>> start DATA EXTRACT

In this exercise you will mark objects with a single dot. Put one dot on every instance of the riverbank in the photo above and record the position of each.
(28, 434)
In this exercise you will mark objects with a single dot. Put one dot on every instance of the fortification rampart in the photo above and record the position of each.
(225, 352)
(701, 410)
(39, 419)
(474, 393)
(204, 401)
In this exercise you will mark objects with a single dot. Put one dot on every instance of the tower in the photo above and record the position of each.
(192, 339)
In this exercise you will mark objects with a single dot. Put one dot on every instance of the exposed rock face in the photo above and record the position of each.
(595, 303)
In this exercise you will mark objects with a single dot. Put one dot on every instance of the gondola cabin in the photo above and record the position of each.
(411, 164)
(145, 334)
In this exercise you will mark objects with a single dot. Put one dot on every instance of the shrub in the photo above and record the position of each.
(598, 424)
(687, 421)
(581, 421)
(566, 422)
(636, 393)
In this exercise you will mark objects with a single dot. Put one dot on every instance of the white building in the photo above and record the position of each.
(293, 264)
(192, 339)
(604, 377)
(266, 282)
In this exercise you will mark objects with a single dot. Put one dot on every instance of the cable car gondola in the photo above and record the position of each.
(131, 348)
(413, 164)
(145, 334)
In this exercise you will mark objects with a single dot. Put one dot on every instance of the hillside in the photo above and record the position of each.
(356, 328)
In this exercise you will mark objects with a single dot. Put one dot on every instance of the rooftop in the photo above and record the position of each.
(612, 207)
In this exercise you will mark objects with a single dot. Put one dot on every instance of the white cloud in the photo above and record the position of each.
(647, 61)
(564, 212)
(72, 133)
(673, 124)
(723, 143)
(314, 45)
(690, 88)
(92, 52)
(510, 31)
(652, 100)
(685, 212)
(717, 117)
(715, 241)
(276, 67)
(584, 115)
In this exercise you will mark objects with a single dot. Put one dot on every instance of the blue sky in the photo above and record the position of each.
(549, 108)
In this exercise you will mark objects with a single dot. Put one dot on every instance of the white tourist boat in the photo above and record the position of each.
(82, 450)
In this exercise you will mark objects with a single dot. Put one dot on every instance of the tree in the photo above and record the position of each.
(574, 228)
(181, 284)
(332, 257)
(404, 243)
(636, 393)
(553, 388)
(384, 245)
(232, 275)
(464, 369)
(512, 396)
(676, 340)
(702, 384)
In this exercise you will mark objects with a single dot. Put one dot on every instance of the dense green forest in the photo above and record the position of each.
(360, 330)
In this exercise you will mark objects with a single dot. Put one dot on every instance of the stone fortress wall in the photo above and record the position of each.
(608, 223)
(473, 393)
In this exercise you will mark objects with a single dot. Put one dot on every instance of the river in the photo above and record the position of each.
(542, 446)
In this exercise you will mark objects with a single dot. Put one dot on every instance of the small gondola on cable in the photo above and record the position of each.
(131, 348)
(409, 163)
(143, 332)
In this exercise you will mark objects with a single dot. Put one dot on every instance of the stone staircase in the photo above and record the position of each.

>> end DATA EXTRACT

**STATED TASK**. Reproduce every one of the lines above without any changes.

**TASK OUTPUT**.
In this exercise you will mark objects with a single dot. Put one dot on every instance of the riverbank in the photo above and record the position of each.
(28, 434)
In this exercise you will mark objects with a single dot. Put one dot on every instance of the fortification rampart in the photo above and record the position of each.
(225, 352)
(701, 410)
(39, 419)
(474, 393)
(204, 401)
In this exercise you will mark objects with a single dot. Put one dot on every instance of the tower in the photo above and record the position of each.
(192, 339)
In this exercise you will mark objects with a single dot. Put one dot on every instance of the exposed rock face in the photo above and record the position of each.
(595, 303)
In this exercise you will mark objects with a single dot. Put one dot on every instance of the gondola cabin in the photo above and record the position of each.
(411, 164)
(145, 334)
In this exercise you will mark objects with a single dot. Put one dot on every instance of the shrub in the photo above and record the position of each.
(598, 424)
(687, 421)
(581, 421)
(566, 422)
(636, 393)
In this exercise you will mark objects with a single dot. Put one dot on every instance of the white building in the photo above and record the position of each.
(293, 264)
(192, 339)
(604, 377)
(266, 282)
In this exercise you will mark objects with a single dot. Put one dot on every instance of the cable car gondola in the photo above and record the position of each.
(131, 348)
(413, 164)
(145, 334)
In this exercise you will mark objects with a single dot. Put one dot on every instance of the hillside in the photo above and record the position of each.
(356, 328)
In this exercise you will mark objects with a single dot. Put one dot on every instance of the rooftop in the photo above and record the position of each.
(612, 207)
In this exercise you will mark objects with a single dot. Put one dot on every instance of the white cloud in the photo above and record the position of each.
(647, 61)
(564, 212)
(72, 133)
(673, 124)
(723, 143)
(314, 45)
(690, 88)
(92, 52)
(510, 31)
(652, 100)
(685, 212)
(717, 117)
(715, 241)
(276, 67)
(584, 115)
In this exercise you will mark objects with a single dot. Put one dot on every instance of the blue sky in the photo above and record the position of each.
(549, 108)
In this exercise you will mark objects with a single dot. Put one dot on every instance of the white tourist boat in the photo above and record the position of each.
(82, 450)
In this exercise you will mark objects with a single dot. Put one dot on every instance of the tree in the photo above and record the position of each.
(574, 228)
(181, 284)
(332, 257)
(404, 243)
(636, 393)
(553, 388)
(384, 245)
(232, 275)
(464, 369)
(512, 396)
(676, 340)
(702, 384)
In this exercise you will mark objects with a single dot. Put one dot on every instance of the dense green forest in the photo above and record the position of each.
(360, 330)
In this exercise you will mark objects with a single dot. Put one dot on every instance of the stone fortress wall in the photo above and record the position of each.
(608, 223)
(473, 393)
In this exercise you will mark objects with a single dot. Put one dot on every instance of the river in the photo above and record the position of each.
(542, 446)
In this exercise you will mark objects with a single dot. Put one dot on every instance of the small gondola on cable in the photo above and record the position of each.
(131, 348)
(409, 163)
(143, 332)
In this exercise you will mark objects with a single dot. Put one dot on every instance of the stone staircase in the photo above and record the position of each.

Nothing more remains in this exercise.